__TASK STATEMENT__
Render every line of the material below as a Markdown table with the columns Row and Line, numbering the rows and omitting blank lines.

--- Begin ---

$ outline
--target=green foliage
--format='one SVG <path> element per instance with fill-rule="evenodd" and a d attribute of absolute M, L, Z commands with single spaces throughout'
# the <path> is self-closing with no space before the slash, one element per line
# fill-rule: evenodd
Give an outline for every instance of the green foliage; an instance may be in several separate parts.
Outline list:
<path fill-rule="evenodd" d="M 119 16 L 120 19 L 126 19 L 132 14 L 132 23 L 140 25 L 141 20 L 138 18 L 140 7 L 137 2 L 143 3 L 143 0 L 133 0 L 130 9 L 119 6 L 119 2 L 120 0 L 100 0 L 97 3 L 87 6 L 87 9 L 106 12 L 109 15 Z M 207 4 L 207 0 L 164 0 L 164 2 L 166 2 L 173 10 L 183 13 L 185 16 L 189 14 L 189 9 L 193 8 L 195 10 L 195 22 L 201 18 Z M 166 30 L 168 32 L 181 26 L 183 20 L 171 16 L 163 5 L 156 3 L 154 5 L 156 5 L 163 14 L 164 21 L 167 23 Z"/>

--- End ---

__RESULT OF THE EXERCISE__
| Row | Line |
|---|---|
| 1 | $ outline |
| 2 | --target=green foliage |
| 3 | --format='one SVG <path> element per instance with fill-rule="evenodd" and a d attribute of absolute M, L, Z commands with single spaces throughout' |
| 4 | # the <path> is self-closing with no space before the slash, one element per line |
| 5 | # fill-rule: evenodd |
| 6 | Give an outline for every instance of the green foliage; an instance may be in several separate parts. |
| 7 | Outline list: |
| 8 | <path fill-rule="evenodd" d="M 119 16 L 120 19 L 126 19 L 132 14 L 132 23 L 140 25 L 141 20 L 138 18 L 140 7 L 137 2 L 143 3 L 143 0 L 133 0 L 130 9 L 119 6 L 119 2 L 120 0 L 100 0 L 97 3 L 87 6 L 87 9 L 106 12 L 109 15 Z M 207 4 L 207 0 L 164 0 L 164 2 L 166 2 L 173 10 L 183 13 L 185 16 L 189 14 L 189 9 L 193 8 L 195 10 L 195 22 L 201 18 Z M 166 30 L 168 32 L 181 26 L 183 20 L 171 16 L 163 5 L 156 3 L 154 5 L 156 5 L 163 14 L 164 21 L 167 23 Z"/> |